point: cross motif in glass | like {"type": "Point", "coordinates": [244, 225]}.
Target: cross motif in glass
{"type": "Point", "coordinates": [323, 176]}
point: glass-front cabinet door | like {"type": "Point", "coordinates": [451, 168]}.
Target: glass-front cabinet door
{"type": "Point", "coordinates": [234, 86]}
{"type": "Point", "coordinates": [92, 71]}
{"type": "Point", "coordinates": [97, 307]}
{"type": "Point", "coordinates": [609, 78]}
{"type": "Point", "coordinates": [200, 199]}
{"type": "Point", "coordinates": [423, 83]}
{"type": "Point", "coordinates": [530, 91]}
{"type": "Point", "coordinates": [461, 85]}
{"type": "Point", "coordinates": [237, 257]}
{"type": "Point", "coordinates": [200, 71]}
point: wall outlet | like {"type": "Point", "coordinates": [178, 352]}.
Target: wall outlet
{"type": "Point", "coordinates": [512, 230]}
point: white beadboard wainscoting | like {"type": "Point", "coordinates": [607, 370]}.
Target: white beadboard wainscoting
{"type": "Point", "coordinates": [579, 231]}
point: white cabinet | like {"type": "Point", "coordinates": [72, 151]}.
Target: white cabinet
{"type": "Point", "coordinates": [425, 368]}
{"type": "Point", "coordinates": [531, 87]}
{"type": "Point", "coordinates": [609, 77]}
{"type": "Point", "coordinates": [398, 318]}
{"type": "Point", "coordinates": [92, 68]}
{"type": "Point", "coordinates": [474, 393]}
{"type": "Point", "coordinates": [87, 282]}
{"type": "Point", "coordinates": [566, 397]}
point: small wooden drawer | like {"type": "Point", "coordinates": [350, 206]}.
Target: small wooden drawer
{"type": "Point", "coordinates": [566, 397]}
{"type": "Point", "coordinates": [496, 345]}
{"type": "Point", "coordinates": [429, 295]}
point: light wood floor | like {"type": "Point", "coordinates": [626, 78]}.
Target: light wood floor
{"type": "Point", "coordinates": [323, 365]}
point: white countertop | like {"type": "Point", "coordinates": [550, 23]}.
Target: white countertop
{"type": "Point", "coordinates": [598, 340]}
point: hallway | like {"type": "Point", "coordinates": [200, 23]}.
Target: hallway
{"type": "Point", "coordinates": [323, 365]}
-*-
WORK TO BE COMPLETED> The records above should be returned exactly.

COMPLETED TASK>
point: cross motif in glass | like {"type": "Point", "coordinates": [244, 225]}.
Target: cross motif in glass
{"type": "Point", "coordinates": [323, 176]}
point: glass-front cabinet door | like {"type": "Point", "coordinates": [451, 168]}.
Target: glass-front cabinet door
{"type": "Point", "coordinates": [234, 86]}
{"type": "Point", "coordinates": [92, 71]}
{"type": "Point", "coordinates": [97, 307]}
{"type": "Point", "coordinates": [609, 78]}
{"type": "Point", "coordinates": [200, 199]}
{"type": "Point", "coordinates": [423, 83]}
{"type": "Point", "coordinates": [530, 91]}
{"type": "Point", "coordinates": [461, 85]}
{"type": "Point", "coordinates": [237, 257]}
{"type": "Point", "coordinates": [200, 71]}
point: wall outlet | like {"type": "Point", "coordinates": [178, 352]}.
Target: wall outlet
{"type": "Point", "coordinates": [512, 230]}
point: white beadboard wainscoting | like {"type": "Point", "coordinates": [607, 370]}.
Target: white beadboard wainscoting
{"type": "Point", "coordinates": [579, 231]}
point: white cabinet | like {"type": "Point", "coordinates": [72, 151]}.
Target: white cabinet
{"type": "Point", "coordinates": [425, 368]}
{"type": "Point", "coordinates": [531, 87]}
{"type": "Point", "coordinates": [609, 77]}
{"type": "Point", "coordinates": [398, 318]}
{"type": "Point", "coordinates": [92, 68]}
{"type": "Point", "coordinates": [474, 393]}
{"type": "Point", "coordinates": [87, 282]}
{"type": "Point", "coordinates": [566, 397]}
point: small wooden drawer | like {"type": "Point", "coordinates": [350, 206]}.
Target: small wooden drawer
{"type": "Point", "coordinates": [566, 397]}
{"type": "Point", "coordinates": [496, 345]}
{"type": "Point", "coordinates": [429, 295]}
point: light wood floor | like {"type": "Point", "coordinates": [626, 78]}.
Target: light wood floor
{"type": "Point", "coordinates": [323, 365]}
point: white countertop | like {"type": "Point", "coordinates": [550, 23]}.
Target: white countertop
{"type": "Point", "coordinates": [598, 340]}
point: hallway | like {"type": "Point", "coordinates": [200, 23]}.
Target: hallway
{"type": "Point", "coordinates": [323, 365]}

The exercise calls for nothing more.